-- Begin --

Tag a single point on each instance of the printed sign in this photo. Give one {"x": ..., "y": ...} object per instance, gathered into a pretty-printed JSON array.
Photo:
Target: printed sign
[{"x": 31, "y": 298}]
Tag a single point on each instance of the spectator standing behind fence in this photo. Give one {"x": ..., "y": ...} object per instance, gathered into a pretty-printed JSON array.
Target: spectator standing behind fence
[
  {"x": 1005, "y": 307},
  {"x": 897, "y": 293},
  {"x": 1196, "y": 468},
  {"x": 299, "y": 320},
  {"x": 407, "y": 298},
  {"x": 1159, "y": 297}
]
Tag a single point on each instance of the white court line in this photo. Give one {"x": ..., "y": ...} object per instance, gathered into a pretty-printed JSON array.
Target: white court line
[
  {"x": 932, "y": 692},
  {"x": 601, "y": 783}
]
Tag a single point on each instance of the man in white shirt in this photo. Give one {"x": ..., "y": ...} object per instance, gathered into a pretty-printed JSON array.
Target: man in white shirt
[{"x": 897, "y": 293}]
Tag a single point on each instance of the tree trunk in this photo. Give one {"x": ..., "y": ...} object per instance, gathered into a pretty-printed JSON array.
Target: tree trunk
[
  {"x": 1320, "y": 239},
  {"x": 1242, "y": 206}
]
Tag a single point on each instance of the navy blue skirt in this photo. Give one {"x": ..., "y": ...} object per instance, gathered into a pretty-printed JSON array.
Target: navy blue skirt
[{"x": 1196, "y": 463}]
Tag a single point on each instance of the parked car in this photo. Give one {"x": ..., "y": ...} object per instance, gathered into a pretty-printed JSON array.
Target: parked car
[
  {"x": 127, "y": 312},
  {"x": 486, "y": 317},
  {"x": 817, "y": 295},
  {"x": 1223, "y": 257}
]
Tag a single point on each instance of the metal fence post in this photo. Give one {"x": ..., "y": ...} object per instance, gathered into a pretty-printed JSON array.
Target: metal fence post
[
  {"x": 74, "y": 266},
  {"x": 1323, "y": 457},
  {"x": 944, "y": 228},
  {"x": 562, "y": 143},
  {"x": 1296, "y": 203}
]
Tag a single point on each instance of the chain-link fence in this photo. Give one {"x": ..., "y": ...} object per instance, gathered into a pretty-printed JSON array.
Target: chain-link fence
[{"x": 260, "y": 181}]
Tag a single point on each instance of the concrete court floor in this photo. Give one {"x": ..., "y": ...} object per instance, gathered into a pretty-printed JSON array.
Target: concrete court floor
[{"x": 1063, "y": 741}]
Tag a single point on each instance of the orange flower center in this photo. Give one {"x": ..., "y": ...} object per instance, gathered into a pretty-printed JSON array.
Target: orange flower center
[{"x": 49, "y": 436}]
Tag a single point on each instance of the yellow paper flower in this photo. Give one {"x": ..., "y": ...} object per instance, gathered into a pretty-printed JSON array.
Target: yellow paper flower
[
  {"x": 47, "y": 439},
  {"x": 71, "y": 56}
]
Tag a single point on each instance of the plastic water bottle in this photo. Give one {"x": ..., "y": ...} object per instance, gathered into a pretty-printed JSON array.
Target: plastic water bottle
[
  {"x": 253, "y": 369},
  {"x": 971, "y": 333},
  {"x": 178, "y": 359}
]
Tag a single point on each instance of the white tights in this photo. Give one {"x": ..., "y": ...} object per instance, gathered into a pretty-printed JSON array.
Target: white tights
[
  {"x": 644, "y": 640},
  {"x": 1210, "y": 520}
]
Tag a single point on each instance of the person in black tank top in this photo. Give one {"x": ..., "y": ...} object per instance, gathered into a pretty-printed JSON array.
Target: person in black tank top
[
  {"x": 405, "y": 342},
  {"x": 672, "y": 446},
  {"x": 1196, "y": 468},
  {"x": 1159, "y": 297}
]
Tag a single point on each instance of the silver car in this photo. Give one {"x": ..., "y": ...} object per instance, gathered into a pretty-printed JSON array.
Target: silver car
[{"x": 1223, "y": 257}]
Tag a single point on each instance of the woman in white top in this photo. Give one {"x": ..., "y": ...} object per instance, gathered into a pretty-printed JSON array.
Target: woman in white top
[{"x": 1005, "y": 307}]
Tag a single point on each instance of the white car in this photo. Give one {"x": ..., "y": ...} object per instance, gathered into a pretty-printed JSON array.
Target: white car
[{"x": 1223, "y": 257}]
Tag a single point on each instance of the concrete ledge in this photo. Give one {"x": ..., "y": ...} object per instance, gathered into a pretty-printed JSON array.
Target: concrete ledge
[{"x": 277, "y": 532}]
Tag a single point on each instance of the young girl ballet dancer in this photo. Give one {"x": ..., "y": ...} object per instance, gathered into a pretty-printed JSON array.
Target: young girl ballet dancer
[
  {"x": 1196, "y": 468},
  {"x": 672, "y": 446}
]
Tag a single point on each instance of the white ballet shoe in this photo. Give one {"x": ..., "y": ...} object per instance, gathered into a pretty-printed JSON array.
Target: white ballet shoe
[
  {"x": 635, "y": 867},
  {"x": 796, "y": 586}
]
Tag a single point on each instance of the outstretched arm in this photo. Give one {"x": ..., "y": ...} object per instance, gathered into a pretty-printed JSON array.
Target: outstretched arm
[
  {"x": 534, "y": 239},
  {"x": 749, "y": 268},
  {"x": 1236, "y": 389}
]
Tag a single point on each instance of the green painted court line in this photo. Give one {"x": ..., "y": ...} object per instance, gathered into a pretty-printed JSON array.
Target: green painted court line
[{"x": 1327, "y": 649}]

-- End --

Can you write out the items again, requests included, from the line containing "Tag a single point on each instance of the young" through the end of the items, adding -14 to every coordinate in the answers?

Tag a single point on each instance of the young girl ballet dancer in this photo. Give one {"x": ..., "y": ...} object per instance, gathered into a pretty-printed JSON array.
Target: young girl ballet dancer
[
  {"x": 1182, "y": 454},
  {"x": 658, "y": 432}
]
Tag a single point on each instance of the white ballet shoe in this photo. Give one {"x": ..., "y": ...} object per instance, gathered into a pretty-printed JSON array.
Target: white ballet shoe
[
  {"x": 621, "y": 853},
  {"x": 782, "y": 572}
]
Tag a single point on each instance of the outstretched arm in this photo. Give one {"x": ..., "y": ...} object per instance, gathered into a pretty-printed JSON array.
Target: outstretched arm
[
  {"x": 520, "y": 225},
  {"x": 735, "y": 254},
  {"x": 1222, "y": 375}
]
Tag a single point on each instance of the green painted court line in this photo. Give one {"x": ..., "y": ...} object per instance, gathered into a pretty-printed JSON array.
Target: green painted court line
[{"x": 1313, "y": 635}]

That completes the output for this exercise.